## [GIVEN PROBLEM]
Continue the discussion thread on game "whales" and lootbox spending from the point where it stops.

## [TEXT EXCERPT]

-- Begin --

Not too much, AFAIK. I worked for one of these companies way back in my career (didn't realize what they were when I signed on.)
Our whale customer profile was something like "Saudi oil-tycoon's trust-fund kid trying to keep up with the Joneses [other Saudi oil-tycoons' trust-fund kids] by throwing money at lootboxes until they get the high-spec or rare equipment required to be equal-or-better in social status."
The way to make whales spend money wasn't to make our mechanics more addictive; it was to "seed" a rare item to one whale in a friend-group of whales, and watch the others scramble to acquire it too, so as to not suddenly be relegated to lower status.
We actually built measures into our game mechanics that would try to subtly disincentivize people from playing if they looked to be genuinely addicted—and for truly severe cases, we actually reached out to customers to get help (since if they're addicted to our game, they're probably addicted to other games, too, so just kicking them off ours probably wouldn't help.) These people were never the key user-story for us, so doing things like this was essentially free publicity.
> Our whale customer profile was something like "Saudi oil-tycoon's trust-fund kid trying to keep up with the Joneses [other Saudi oil-tycoons' trust-fund kids] by throwing money at lootboxes until they get the high-spec or rare equipment required to be equal-or-better in social status."
I have seen no evidence that is true. I guess most of them would be a person working a regular office job who has $1000 dollars to spend per month and throws it at the game since they are bad at managing money / say no. There are way more middle class people who are bad at money than there are rich people who care enough about games to throw money at them.
The story about the trust fund kid millionaire is to help you sleep, it isn't reality. For example, I had a friend who spent thousands of dollars on league of legends over the years, he worked minimum wage jobs. That is the norm.
Edit:
> The way to make whales spend money wasn't to make our mechanics more addictive; it was to "seed" a rare item to one whale in a friend-group of whales, and watch the others scramble to acquire it too, so as to not suddenly be relegated to lower status.
Seeding rewards early to a person/group is a common way to trigger gambling addiction. So to me it seems like you are doing the worst of the worst kind of gambling addiction scheme here, since you admitted to not having fair chances per try but instead seed out items to trigger gambling addiction in people.
I saw hard data for at least the company I worked for, which may not be widely generalizable, but is still better than nothing. We also knew a lot about our player-base; we had community forums, regular meetups, bought gifts for "high rollers" as if we were a casino with attached hotel, etc.
Those Saudi trust-funders aren't made up examples; they're real people — high-touch "tier 1" users, that would regularly request features from the dev team to cater to their ability to better screw with one-another.
> I guess most of them would be a person working a regular office job who has $1000 dollars to spend per month and throws it at the game since they are bad at managing money / say no.
That's not a whale. Whales — at least for us — were people spending at least $10k/mo on the game — with a few spending $100k/mo or more. You can't even do that without being disgustingly rich. It's like collecting F1 cars as a hobby; there are only certain people in the world who can even start down that road, and none of them are going to go bankrupt doing it.

-- End --

## [DATA LISTING]
-- Begin --

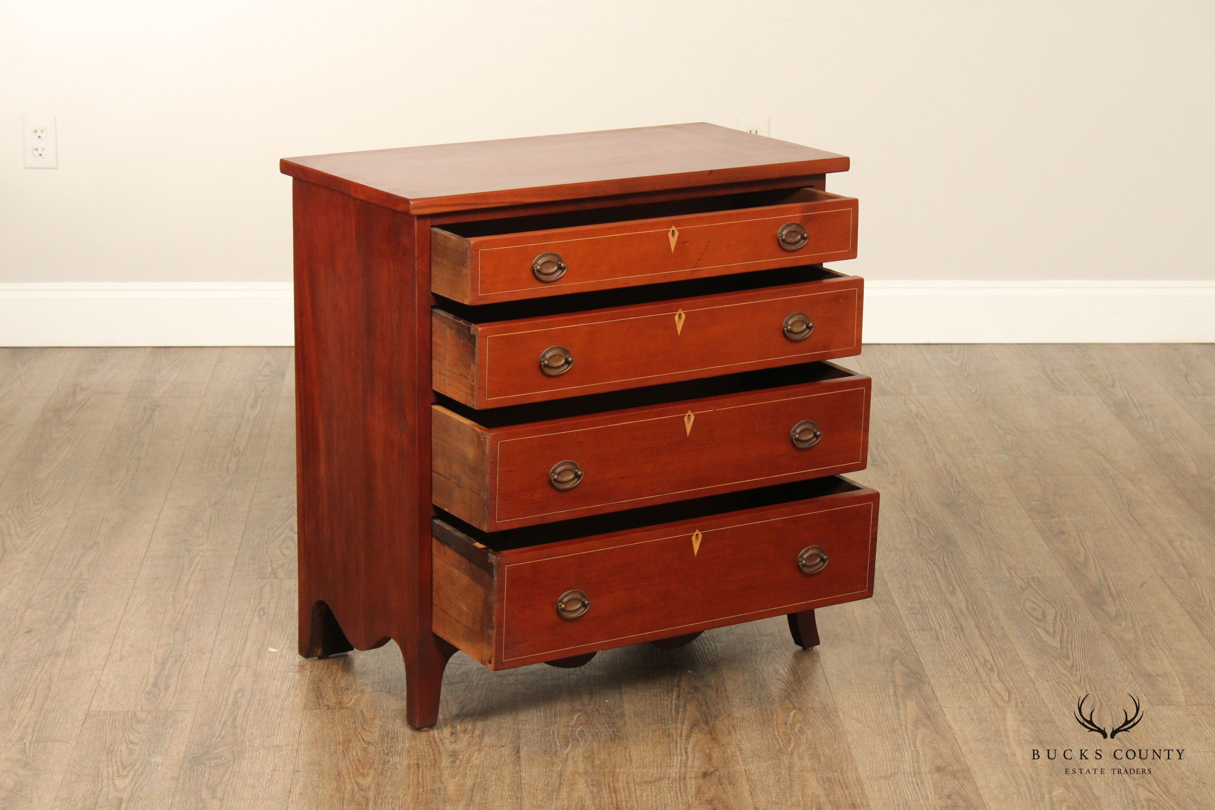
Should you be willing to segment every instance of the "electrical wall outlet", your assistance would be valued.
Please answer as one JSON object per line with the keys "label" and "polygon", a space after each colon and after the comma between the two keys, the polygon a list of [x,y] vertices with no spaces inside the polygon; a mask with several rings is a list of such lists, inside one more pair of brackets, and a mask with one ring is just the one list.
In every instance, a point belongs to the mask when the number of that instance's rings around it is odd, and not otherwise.
{"label": "electrical wall outlet", "polygon": [[27,169],[58,169],[60,151],[55,137],[55,115],[24,115],[22,148]]}
{"label": "electrical wall outlet", "polygon": [[739,125],[736,129],[740,129],[744,132],[751,132],[752,135],[772,137],[772,118],[768,115],[747,115],[739,118]]}

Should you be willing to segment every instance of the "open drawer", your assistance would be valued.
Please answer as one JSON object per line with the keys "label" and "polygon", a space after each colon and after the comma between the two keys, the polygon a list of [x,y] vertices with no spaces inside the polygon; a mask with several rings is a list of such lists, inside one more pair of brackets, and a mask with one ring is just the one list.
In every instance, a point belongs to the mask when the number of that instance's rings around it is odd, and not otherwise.
{"label": "open drawer", "polygon": [[488,534],[440,517],[434,631],[508,669],[866,599],[877,508],[829,477]]}
{"label": "open drawer", "polygon": [[857,256],[857,200],[778,189],[450,223],[431,290],[490,304]]}
{"label": "open drawer", "polygon": [[[433,379],[470,408],[860,353],[864,279],[819,266],[431,312]],[[595,308],[587,308],[593,306]]]}

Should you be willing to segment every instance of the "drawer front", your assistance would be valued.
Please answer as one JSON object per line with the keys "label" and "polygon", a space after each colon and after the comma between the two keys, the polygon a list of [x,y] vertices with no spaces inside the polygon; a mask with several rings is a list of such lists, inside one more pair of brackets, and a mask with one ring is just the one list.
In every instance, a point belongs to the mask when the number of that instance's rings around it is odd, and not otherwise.
{"label": "drawer front", "polygon": [[[433,288],[486,304],[854,259],[857,200],[806,189],[806,202],[549,231],[469,237],[433,230]],[[804,230],[804,238],[786,238]],[[555,256],[538,278],[533,265]],[[556,265],[555,262],[560,262]],[[544,274],[542,272],[542,274]]]}
{"label": "drawer front", "polygon": [[[507,526],[564,520],[860,470],[868,406],[869,391],[858,385],[504,440],[497,447],[497,520]],[[790,430],[806,419],[818,424],[823,438],[798,449]],[[576,463],[582,480],[556,491],[549,472],[563,460]]]}
{"label": "drawer front", "polygon": [[[435,389],[467,406],[493,408],[846,357],[860,351],[861,299],[863,281],[844,277],[463,324],[463,334],[452,316],[436,311]],[[563,366],[546,373],[546,352],[555,352]]]}
{"label": "drawer front", "polygon": [[[807,504],[780,517],[736,515],[652,539],[520,562],[504,560],[502,667],[792,613],[872,594],[877,497]],[[820,546],[826,565],[803,573]],[[819,561],[812,551],[806,561]],[[556,601],[581,590],[589,608],[561,618]]]}
{"label": "drawer front", "polygon": [[861,470],[869,393],[849,374],[492,429],[434,406],[431,494],[492,532]]}

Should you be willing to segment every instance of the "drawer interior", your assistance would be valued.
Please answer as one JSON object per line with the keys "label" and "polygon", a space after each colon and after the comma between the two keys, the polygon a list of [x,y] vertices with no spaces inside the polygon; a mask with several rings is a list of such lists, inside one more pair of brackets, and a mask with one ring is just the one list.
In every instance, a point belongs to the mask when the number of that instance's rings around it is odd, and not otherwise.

-- End --

## [REPLY]
Maybe our games were an exception in the industry, in that there were effectively ways to spend as much as you want, as fast as you want in the games, with money directly translating to a marginal increase in relative "power", without any rate-limiting bottleneck of needing to serially buy and open lootboxes, and especially no bottleneck of there being lootboxes that don't actually get you anything. Because of that, our whales were so profitable in aggregate that we really didn't need to care about making a single dollar from our non-whale users.
But like I said, we did made almost all of our money from the whales, and then basically discouraged anyone else from giving us more than the bare minimum amount of money. If a player was spending trivial (for us—which even included $1000/mo) amounts of money, as a series of smaller, high frequency transactions, we then considered that to be a profile of "an addict spending whenever they get money", and set up our backend infrastructure to detect such players and degrade their gameplay experience over time to suck all the reward-feeling out of the game for them, without actually cutting them off cold-turkey (which we believed would just have them switch over to another addictive game.)
The whole thing was a scheme to bilk the rich, rather than a scheme to make as much money as possible. Sort of like a product that's free for individuals and a million dollars per month for companies.
> Seeding rewards early to a person/group is a common way to trigger gambling addiction. So to me it seems like you are doing the worst of the worst kind of gambling addiction scheme here, since you admitted to not having fair chances per try but instead seed out items to trigger gambling addiction in people.
I don't know why you're focusing so much on gambling; we had some lootbox-like elements, but they weren't the money-makers (this was 2012; lootboxes weren't the same all-encompassing front-and-center business model they are today.) Our "games" were essentially continuous auctions for leaderboard positions. People could still get addicted to them—but not for anything like the reasons people get addicted to gambling.
Our whale customer profile was something like "Saudi oil-tycoon's trust-fund kid trying to keep up with the Joneses [other Saudi oil-tycoons' trust-fund kids] by throwing money at lootboxes until they get the high-spec or rare equipment required to be equal-or-better in social status."
The way to make whales spend money wasn't to make our mechanics more addictive; it was to "seed" a rare item to one whale in a friend-group of whales, and watch the others scramble to acquire it too, so as to not suddenly be relegated to lower status.
We actually built measures into our game mechanics that would try to subtly disincentivize people from playing if they looked to be genuinely addicted—and for truly severe cases, we actually reached out to customers to get help (since if they're addicted to our game, they're probably addicted to other games, too, so just kicking them off ours probably wouldn't help.) These people were never the key user-story for us, so doing things like this was essentially free publicity.